* [Written exercise A]
According to the superannuation article, what minimum share of their annual income are most Australians currently required to contribute to the fund?
* [Written exercise B]
Reproduce the superannuation article from "Posted by admin" up to and including "following points carefully.".

* [Passage to read]
= = =

Posted by admin on Mar 5, 2013


It is estimated that a typical individual will need approximately $40,000 per year in retirement to live a modest lifestyle, and couples may need about $55,000 per year. In your retirement years you will not be earning the income you need to live comfortably, so saving for retirement is very important. The compulsory requirement to make regular contributions into a superannuation fund is designed to help you save the amount of money needed to retire comfortably. Because of how important the superannuation fund is for your retirement plans, it is important to make an effort to maximize the account’s benefit. Consider the following points carefully.

Maximize Your Contributions
First, you should maximize your contributions in your superannuation fund. Currently most Australians are required to contribute at least 9 per cent of their annual income into this account, but you may contribute more. There are two key benefits associated with investing more money into your superannuation fund. First, your account balance will grow more quickly as you invest more money into the account. While the principal amount of your investments will grow, the effects of compounded interest and dividend reinvestment will further enhance growth. In addition, the contributions and earnings on your account are tax advantaged, so you may pay less in taxes by contributing more. However, keep in mind that there is a maximum limit to the amount that you can contribute without experiencing a financial penalty.

= = =

Records:
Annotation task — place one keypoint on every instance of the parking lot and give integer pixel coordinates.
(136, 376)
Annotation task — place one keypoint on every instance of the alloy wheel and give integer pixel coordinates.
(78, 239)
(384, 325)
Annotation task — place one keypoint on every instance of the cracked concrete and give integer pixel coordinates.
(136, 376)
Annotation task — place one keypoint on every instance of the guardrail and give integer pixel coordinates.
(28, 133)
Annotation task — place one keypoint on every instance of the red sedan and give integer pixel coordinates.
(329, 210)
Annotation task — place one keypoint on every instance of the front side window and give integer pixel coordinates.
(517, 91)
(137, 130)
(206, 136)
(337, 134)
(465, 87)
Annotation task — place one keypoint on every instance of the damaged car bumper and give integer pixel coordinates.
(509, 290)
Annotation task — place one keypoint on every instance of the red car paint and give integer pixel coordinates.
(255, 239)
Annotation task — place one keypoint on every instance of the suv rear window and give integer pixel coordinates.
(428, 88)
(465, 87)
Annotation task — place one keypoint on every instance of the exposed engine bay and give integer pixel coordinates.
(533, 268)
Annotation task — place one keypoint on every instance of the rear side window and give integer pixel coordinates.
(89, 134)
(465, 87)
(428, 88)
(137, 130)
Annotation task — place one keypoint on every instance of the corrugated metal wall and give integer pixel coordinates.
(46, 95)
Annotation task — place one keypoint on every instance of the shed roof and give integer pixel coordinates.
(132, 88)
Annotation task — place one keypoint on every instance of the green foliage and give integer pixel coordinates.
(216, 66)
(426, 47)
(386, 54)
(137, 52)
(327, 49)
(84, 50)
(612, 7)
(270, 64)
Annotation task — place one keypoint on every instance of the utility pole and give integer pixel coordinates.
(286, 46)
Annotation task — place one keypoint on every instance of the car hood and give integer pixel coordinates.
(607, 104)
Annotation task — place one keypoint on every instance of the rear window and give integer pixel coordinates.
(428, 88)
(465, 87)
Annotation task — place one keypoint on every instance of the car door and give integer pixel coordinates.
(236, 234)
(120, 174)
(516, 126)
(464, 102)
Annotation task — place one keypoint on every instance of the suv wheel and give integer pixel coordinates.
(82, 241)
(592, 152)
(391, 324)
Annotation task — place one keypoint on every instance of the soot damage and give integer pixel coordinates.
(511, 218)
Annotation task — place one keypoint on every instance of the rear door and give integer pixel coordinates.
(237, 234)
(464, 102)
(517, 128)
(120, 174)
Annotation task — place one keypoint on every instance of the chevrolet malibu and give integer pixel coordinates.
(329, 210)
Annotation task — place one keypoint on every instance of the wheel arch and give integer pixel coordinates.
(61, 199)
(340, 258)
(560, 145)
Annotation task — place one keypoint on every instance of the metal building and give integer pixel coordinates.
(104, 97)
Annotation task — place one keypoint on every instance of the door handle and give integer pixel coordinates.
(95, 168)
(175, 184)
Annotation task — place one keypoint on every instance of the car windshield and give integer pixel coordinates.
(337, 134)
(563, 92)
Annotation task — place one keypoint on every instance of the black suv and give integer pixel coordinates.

= = =

* [Task answer A]
At least 9 per cent of their annual income.

* [Task answer B]
Posted by admin on Mar 5, 2013


It is estimated that a typical individual will need approximately $40,000 per year in retirement to live a modest lifestyle, and couples may need about $55,000 per year. In your retirement years you will not be earning the income you need to live comfortably, so saving for retirement is very important. The compulsory requirement to make regular contributions into a superannuation fund is designed to help you save the amount of money needed to retire comfortably. Because of how important the superannuation fund is for your retirement plans, it is important to make an effort to maximize the account’s benefit. Consider the following points carefully.